Alıştırma Adımları
[A] İşçi hakları metnine göre Türk Hukuku’nda işçi ile işveren arasındaki ilişkiyi düzenleyen temel kanun hangisidir?
[B] Aşağıdaki ifadeler işçi hakları metniyle uyuşuyor mu? Her biri için evet ya da hayır deyin ve karar veren sözcükleri metinden aynen alıntılayın.
(i) Sporcular, İş Kanunu kapsamındaki düzenlemelerden yararlanabilir.
(ii) İş sözleşmesi yazılı da sözlü de olabilir.
(iii) 50 ve 50’nin altında işçi çalıştıran tarım işyerlerinde çalışanlar İş Kanunu kapsamındadır.
[C] İşten çıkarılan işçinin haklarını anlatan metni, gösterilen son cümleden sonrasını yazarak sürdürün.

Okuma Metni
* * * *

İşten Çıkarılan İşçinin Hakları Nelerdir?
20.yüzyılın başından itibaren insanlık, sanayileşmenin ve küreselleşmenin etkisi ile birlikte yeni çalışma alanları ve ortamları ile tanışmıştır. İşverenler, işlerinin tamamlanması için belirli niteliklere sahip veya niteliksiz iş gücüne ihtiyaç duymaktadırlar.
Bu noktada işveren ile işçilerin arasındaki ilişkileri düzenleyen ve sosyo ekonomik anlamda işverenden güçsüz olduğu kabul edilen işçilerin haklarını koruyan hukuki uygulamalar ve kanunlar gelişmiştir. Türk Hukuku’nda işçi ile işveren arasındaki ilişkinin düzenlendiği temel kanun, 4857 sayılı İş Kanunu’dur.
İşten çıkarılan işçi hakları da diğer tüm işçi ve işveren haklarında olduğu gibi bu kanunda düzenlenmiştir. İş Kanunu kapsamına bazı iş kollarında çalışan kimseler girmemektedir. Deniz ve hava yoluyla taşıma işleri yapanlar, aile ekonomisi olarak da bilinen; 3. derece kan hısımlarına kadar olan kimselerle yapılan ve dışarıdan kimsenin katılmadığı dokuma gibi işlerde çalışanlar, 50 ve 50’nin altında işçi çalıştıran tarım ve orman işlerinin yapıldığı işyerlerinde çalışanlar, ev hizmetleri diye tanımlanan gündelik ev işlerinde yardımcı olarak çalışanlar, sporcular, çıraklar, Esnaf ve Sanatkarlar kanununa göre esnaf işletmesi kabul edilen ve 3 kişiden az kişinin çalıştığı yerlerde çalışanlar, rehabilite edilen kimseler İş Kanunu kapsamında yapılan düzenlemelerden faydalanamazlar.
İşçi ile işveren arasında; işin mahiyetini, iş karşılığı ödenecek ücreti, çalışma saatlerini ve benzeri hususları düzenleyen yazılı veya sözlü anlaşmaya iş sözleşmesi denir. Böylesi bir sözleşme ile yukarıdaki iş kolları hariç olmak üzere çalışan kimseler, İş Kanunu’nda ve sair mevzuatta düzenlenmiş her türlü işçi hakkından yararlanabilmektedir.

* * * *

Sunulan Malzeme
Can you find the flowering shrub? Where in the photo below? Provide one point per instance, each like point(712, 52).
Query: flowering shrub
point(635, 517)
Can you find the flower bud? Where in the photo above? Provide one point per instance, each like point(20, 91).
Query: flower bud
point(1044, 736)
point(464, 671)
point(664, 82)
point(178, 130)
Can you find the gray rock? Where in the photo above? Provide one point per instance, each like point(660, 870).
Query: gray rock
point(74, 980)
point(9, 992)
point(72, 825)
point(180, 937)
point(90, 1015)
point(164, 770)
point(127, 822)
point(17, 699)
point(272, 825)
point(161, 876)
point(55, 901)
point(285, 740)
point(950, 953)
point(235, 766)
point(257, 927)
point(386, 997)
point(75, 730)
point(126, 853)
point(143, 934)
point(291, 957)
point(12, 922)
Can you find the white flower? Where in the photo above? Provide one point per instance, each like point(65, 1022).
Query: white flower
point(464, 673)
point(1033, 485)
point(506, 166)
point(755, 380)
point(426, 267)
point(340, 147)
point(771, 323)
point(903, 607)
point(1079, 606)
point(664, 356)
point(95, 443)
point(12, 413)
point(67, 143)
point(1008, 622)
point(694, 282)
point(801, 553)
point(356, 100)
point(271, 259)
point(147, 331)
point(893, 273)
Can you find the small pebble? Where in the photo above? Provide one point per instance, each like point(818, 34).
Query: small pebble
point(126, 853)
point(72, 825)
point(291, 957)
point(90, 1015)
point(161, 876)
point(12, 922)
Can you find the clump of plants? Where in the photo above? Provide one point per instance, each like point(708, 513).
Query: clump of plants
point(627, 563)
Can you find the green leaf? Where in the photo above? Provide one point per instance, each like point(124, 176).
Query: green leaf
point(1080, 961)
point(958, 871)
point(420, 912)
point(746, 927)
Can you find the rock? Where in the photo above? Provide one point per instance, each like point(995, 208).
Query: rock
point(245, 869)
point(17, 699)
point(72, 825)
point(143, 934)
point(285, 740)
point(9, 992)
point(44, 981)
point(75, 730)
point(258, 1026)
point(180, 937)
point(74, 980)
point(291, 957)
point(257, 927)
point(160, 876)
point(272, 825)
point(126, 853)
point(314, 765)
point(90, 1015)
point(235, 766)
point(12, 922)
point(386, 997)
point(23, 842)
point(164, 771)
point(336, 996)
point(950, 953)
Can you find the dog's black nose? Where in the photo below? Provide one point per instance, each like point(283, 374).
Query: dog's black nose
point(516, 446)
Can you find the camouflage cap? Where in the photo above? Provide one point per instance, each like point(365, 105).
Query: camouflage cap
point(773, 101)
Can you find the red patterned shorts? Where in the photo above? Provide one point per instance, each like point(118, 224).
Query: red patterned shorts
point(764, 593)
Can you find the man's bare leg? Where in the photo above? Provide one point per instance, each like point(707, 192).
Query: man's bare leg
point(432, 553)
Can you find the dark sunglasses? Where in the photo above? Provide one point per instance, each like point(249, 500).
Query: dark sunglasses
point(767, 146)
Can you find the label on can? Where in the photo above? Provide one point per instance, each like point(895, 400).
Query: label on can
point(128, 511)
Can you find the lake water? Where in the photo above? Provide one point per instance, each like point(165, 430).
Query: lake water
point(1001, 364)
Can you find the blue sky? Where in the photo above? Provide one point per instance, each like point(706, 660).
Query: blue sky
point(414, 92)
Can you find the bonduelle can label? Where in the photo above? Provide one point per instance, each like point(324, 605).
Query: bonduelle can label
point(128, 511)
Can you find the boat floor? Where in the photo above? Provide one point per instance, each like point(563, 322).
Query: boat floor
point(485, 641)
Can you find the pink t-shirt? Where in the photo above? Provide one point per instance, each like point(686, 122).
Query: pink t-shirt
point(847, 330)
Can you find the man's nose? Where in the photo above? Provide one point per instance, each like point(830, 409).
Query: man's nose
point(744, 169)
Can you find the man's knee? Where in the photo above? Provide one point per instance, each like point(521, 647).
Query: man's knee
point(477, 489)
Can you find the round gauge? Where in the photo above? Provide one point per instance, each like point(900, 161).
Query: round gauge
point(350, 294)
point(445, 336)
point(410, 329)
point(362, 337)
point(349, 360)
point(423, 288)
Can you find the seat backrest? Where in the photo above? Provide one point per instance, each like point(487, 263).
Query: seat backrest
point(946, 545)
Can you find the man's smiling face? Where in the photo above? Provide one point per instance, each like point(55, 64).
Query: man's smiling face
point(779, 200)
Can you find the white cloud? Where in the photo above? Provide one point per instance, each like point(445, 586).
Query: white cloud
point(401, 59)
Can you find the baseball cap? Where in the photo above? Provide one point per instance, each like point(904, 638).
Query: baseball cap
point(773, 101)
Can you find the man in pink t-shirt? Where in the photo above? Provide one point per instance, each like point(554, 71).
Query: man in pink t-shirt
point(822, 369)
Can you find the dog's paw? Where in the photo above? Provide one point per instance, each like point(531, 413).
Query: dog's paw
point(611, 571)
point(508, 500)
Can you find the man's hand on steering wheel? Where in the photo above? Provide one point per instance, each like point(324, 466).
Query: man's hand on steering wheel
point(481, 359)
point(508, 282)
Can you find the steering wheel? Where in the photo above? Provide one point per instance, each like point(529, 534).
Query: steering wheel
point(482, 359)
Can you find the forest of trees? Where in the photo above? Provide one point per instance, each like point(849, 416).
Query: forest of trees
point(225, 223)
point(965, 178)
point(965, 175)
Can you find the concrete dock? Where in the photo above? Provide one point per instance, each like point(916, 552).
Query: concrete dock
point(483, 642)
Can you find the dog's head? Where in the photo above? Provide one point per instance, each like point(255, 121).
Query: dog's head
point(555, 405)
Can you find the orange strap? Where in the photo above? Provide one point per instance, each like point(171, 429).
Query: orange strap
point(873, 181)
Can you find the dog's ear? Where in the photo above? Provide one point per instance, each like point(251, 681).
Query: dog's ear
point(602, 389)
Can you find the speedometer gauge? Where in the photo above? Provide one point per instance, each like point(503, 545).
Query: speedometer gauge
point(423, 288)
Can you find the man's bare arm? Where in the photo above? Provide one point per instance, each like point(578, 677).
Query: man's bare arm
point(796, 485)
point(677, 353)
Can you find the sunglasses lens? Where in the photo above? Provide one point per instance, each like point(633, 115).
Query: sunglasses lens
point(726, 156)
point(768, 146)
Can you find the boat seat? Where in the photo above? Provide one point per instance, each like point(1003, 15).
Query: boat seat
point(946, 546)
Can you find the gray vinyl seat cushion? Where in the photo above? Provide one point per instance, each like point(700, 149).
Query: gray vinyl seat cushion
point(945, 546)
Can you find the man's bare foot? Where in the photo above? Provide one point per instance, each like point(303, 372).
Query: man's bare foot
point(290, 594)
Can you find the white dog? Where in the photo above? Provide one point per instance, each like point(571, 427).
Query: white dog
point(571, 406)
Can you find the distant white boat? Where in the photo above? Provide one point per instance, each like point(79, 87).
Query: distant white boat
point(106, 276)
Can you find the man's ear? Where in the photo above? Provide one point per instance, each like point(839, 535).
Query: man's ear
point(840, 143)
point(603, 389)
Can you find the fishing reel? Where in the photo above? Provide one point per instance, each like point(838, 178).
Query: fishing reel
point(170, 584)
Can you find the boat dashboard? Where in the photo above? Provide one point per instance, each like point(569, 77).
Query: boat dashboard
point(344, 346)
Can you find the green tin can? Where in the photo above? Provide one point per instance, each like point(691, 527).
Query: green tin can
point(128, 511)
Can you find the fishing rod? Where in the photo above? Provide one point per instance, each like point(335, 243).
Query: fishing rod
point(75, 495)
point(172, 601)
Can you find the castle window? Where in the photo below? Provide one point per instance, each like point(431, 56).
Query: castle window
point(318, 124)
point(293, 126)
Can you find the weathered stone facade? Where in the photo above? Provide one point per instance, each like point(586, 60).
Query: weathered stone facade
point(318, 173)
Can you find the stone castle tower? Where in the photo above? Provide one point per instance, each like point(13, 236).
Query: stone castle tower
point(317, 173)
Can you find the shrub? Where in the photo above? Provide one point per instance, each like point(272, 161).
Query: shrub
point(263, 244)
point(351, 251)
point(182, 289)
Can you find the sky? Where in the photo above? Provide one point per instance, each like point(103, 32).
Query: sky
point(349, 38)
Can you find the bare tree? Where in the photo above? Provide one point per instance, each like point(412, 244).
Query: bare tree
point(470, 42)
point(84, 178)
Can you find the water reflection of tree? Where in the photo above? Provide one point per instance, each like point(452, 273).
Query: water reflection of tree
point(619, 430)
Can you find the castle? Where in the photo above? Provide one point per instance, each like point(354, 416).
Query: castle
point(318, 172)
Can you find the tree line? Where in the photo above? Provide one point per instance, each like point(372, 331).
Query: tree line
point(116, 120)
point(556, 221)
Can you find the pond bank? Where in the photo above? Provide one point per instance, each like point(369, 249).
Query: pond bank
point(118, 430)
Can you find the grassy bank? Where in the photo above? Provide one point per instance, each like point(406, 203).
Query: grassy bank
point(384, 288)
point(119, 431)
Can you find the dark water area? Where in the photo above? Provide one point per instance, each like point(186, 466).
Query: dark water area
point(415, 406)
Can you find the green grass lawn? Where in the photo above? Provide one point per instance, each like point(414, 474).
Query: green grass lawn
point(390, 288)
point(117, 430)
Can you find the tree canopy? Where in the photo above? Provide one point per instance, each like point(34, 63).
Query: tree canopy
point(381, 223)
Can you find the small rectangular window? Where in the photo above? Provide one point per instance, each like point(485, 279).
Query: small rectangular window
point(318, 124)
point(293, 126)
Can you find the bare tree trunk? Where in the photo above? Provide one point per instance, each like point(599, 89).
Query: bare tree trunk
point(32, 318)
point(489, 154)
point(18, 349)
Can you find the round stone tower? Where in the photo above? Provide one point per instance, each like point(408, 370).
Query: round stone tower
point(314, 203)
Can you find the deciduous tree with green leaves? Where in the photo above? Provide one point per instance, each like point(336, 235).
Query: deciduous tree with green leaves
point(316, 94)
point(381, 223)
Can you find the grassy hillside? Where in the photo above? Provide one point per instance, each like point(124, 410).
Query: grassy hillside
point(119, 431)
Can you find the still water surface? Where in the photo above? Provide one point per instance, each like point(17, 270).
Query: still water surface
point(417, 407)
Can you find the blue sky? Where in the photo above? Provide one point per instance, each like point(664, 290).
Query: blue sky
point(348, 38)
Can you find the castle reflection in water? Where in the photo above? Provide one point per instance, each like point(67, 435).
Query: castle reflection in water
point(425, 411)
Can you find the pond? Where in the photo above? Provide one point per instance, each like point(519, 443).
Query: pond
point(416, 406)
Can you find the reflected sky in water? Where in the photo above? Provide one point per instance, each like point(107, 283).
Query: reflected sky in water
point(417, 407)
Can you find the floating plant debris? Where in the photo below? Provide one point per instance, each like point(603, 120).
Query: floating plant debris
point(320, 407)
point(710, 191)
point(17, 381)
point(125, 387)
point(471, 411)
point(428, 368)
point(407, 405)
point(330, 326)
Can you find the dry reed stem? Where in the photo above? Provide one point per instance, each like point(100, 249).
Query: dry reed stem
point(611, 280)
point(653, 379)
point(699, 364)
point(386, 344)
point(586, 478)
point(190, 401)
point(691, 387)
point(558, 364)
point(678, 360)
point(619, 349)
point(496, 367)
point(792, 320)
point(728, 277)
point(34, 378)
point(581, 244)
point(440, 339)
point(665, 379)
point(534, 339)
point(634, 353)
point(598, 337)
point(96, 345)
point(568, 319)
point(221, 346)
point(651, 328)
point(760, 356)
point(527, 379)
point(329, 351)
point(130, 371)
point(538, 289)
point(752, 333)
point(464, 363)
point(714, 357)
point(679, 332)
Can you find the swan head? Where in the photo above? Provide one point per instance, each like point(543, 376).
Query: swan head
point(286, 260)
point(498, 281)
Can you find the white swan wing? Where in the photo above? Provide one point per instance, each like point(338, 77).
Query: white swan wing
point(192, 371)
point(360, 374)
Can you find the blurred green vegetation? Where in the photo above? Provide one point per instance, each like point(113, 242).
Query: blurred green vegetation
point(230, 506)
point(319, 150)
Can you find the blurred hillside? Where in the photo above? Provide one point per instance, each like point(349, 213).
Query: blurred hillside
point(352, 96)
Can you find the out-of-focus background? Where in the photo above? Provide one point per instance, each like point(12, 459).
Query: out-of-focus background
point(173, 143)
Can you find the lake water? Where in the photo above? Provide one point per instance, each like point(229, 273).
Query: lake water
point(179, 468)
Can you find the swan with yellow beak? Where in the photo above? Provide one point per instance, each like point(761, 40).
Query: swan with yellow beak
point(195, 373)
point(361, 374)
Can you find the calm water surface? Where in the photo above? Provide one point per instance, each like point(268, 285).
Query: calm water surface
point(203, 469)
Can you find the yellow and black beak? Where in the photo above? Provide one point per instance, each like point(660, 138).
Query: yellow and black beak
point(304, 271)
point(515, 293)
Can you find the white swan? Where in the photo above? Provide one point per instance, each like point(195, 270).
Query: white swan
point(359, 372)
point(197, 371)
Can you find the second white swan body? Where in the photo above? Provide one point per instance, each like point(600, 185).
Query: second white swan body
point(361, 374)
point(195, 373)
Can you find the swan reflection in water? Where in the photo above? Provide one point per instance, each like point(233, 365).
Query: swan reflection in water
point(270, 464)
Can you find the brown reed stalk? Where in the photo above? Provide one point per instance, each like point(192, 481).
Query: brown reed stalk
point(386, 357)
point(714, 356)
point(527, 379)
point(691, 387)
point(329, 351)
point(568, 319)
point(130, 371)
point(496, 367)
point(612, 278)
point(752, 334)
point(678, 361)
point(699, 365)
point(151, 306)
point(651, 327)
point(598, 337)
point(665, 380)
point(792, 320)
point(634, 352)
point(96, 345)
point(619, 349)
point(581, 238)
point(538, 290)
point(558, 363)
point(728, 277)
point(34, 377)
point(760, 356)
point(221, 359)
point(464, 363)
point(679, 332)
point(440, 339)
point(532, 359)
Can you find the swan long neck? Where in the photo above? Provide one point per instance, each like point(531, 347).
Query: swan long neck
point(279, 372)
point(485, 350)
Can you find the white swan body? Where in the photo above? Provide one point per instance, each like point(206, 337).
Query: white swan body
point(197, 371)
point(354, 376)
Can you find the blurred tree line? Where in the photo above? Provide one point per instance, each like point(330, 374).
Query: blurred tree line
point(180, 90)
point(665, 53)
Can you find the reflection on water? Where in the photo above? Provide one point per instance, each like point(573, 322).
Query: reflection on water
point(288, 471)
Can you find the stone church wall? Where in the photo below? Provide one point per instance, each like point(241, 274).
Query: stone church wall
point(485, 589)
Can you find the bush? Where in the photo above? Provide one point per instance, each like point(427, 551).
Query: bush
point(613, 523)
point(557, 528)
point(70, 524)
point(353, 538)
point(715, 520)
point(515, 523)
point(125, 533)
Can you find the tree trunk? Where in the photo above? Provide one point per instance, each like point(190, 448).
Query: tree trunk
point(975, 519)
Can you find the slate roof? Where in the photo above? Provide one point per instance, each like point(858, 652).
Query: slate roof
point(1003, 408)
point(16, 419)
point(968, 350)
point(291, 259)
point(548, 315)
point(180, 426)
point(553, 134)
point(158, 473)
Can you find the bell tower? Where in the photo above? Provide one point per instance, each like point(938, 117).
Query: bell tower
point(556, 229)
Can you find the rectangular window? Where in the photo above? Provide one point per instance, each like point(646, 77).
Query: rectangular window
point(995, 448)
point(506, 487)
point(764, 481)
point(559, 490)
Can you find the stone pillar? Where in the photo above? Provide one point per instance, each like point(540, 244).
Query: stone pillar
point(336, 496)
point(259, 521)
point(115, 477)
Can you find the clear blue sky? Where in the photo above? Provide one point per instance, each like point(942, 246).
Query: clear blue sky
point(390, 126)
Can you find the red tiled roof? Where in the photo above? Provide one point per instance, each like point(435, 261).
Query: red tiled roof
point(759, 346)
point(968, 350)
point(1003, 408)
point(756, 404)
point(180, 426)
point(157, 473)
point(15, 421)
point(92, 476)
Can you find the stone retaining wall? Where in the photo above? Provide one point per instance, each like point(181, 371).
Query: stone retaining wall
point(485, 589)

* * * *

Görev Yanıtları
[A] 4857 sayılı İş Kanunu.

[B]
(i) Hayır: "sporcular" ile "İş Kanunu kapsamında yapılan düzenlemelerden faydalanamazlar"
(ii) Evet: "yazılı veya sözlü anlaşmaya iş sözleşmesi denir"
(iii) Hayır: "50 ve 50’nin altında işçi çalıştıran tarım ve orman işlerinin yapıldığı işyerlerinde çalışanlar" ile "İş Kanunu kapsamında yapılan düzenlemelerden faydalanamazlar"

[C]
İşçi sıfatıyla çalışan kimseler, yukarıda da anlatıldığı gibi işverenin ondan güçlü olduğunun kabulü ile hukuken korunmuştur. İşçi, hayatını geçindirmek ve insani ihtiyaçlarını gidermek için işveren tarafından sağlanan işte çalışmaya mecburdur. Bu durum, işverenlerin keyfi uygulamalarla işçileri sömürmemesi ve işçilerin mağdur edilmemesi amacıyla işçi lehine hükümler koyulmasına esas olmuştur.
İşten çıkarılan işçinin hakları, sömürüye engel olmak ve işçinin kanunla belirlenen bir kusuru olmaksızın işten çıkartılmasının zorlaştırılmasını amaçlayan düzenlemelerdir. İşçinin iş sözleşmesi devam ederken temel hakları ücret hakkı, iş sağlığı ve güvenliğinin sağlanması hakkı, kişisel verilerinin korunması hakkı, insancıl çalışma hakkı, ara dinlenme hakkı, tatil hakkı, yıllık izin hakkı, fazla mesai hakkı, eşit davranılma hakkı gibi haklardır. İşçi, her yıl ilgili kurumca belirlenen asgari ücretin altında bir ücretle çalıştırılamaz, işçinin kanunla belirlenen işçilik haklarına tecavüz edilemez.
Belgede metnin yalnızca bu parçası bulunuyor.